--- Work order ---
Exact copy, no pictures: restate each entry below word for word.

--- Record extracts ---
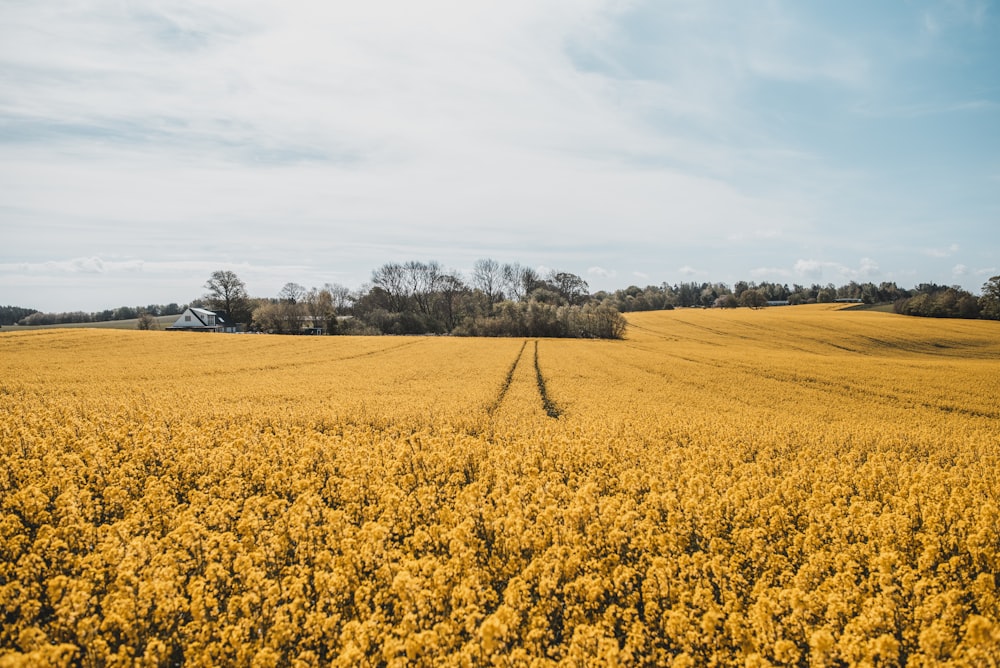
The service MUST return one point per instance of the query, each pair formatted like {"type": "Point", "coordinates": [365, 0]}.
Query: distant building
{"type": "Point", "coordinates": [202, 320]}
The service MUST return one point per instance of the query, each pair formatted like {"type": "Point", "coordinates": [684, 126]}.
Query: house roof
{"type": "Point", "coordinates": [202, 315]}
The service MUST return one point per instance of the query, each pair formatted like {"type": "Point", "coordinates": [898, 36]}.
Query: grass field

--- Task output ---
The service MUST return one point per instance of the query, each pair formatted like {"type": "Point", "coordinates": [365, 0]}.
Query: distant building
{"type": "Point", "coordinates": [202, 320]}
The service MUST return one point per instance of the query, each pair formatted like {"type": "Point", "coordinates": [684, 126]}.
Query: house roof
{"type": "Point", "coordinates": [202, 315]}
The service MUST return one point per instance of the query, each pair formatted like {"type": "Point", "coordinates": [898, 36]}.
Query: grass field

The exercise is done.